Reproduce verbatim the lines of the listing below, from the line that contains "at the crown" through the end of the listing, inclusive.

__Raw data__
......

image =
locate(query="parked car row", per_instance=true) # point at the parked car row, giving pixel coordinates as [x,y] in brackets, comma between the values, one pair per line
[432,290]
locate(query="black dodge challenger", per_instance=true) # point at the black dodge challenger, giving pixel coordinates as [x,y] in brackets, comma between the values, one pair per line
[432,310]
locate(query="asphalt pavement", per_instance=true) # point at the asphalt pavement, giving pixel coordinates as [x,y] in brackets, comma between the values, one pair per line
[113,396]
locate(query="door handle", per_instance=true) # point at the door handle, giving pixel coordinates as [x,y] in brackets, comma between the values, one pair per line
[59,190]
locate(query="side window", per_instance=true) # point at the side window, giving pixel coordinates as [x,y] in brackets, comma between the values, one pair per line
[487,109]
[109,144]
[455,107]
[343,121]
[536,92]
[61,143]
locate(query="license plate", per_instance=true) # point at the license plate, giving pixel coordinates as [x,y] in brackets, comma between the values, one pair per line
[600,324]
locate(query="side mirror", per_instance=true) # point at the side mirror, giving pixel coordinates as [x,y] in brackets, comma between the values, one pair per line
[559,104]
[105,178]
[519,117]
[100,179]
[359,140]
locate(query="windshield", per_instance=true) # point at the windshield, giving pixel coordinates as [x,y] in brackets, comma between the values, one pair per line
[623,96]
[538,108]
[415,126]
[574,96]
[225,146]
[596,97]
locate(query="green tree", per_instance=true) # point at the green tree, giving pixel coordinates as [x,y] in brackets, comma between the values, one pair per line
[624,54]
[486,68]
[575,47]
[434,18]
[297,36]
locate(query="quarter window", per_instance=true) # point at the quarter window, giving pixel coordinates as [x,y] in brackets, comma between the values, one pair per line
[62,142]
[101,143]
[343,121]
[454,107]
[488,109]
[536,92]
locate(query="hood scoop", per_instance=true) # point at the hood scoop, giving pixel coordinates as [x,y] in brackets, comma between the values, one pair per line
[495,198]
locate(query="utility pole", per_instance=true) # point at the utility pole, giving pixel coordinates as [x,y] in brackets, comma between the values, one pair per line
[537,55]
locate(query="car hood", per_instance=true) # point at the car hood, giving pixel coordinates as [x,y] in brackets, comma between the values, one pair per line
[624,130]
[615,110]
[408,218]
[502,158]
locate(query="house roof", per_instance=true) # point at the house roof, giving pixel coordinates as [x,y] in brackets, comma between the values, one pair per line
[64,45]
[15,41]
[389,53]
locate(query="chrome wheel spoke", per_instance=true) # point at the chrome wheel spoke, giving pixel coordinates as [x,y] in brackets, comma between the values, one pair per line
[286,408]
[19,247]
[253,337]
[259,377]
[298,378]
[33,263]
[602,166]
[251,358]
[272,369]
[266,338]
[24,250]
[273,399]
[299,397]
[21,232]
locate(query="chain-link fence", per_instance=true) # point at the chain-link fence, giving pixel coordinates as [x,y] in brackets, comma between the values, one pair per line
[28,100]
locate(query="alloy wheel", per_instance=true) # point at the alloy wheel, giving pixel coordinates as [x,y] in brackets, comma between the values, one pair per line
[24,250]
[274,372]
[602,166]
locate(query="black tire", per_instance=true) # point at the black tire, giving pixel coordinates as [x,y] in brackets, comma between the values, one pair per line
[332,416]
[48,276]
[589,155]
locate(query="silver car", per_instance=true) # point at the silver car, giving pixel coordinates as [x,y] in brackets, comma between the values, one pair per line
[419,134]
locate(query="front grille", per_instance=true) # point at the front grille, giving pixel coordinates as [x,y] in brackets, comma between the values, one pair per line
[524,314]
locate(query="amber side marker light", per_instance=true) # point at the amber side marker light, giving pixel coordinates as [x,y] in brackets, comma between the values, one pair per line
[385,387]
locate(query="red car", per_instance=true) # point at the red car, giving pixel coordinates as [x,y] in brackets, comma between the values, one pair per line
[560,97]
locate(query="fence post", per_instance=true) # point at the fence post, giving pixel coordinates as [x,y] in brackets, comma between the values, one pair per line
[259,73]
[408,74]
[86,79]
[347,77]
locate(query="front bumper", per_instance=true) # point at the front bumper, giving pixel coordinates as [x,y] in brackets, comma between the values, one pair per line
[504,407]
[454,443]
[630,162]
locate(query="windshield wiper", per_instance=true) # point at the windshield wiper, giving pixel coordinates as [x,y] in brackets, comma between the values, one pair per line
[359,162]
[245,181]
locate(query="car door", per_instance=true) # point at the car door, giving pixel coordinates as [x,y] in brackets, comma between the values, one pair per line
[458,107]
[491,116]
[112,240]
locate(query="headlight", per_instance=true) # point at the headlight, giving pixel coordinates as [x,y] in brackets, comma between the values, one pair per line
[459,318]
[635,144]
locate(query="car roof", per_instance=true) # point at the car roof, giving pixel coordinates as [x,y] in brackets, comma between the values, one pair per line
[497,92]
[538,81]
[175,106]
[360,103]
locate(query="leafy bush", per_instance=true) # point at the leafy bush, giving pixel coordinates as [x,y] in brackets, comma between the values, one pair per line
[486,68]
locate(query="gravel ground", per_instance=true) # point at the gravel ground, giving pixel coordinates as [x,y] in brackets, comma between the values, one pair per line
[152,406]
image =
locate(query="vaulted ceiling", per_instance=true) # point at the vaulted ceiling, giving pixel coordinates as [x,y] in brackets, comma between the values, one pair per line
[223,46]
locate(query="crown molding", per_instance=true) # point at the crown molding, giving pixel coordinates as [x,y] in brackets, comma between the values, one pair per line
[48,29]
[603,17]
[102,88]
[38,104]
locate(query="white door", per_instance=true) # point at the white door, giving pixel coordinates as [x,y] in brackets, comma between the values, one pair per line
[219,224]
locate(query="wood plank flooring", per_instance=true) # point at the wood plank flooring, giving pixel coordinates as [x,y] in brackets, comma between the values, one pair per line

......

__Correct response__
locate(query="crown molding", per_instance=true) # point at the crown molding, giving pixel coordinates as [x,y] in brackets, comma between the values, one pair per line
[48,29]
[603,17]
[102,88]
[38,104]
locate(query="white door", per_instance=true) # point at the white door, giving pixel coordinates as [x,y] in brackets, comma between the values, one pair per line
[219,224]
locate(query="wood plank flooring", per_instance=true) # point at the wood plank flooring, giving pixel coordinates as [x,y] in brackets, comma between the values, one pair per line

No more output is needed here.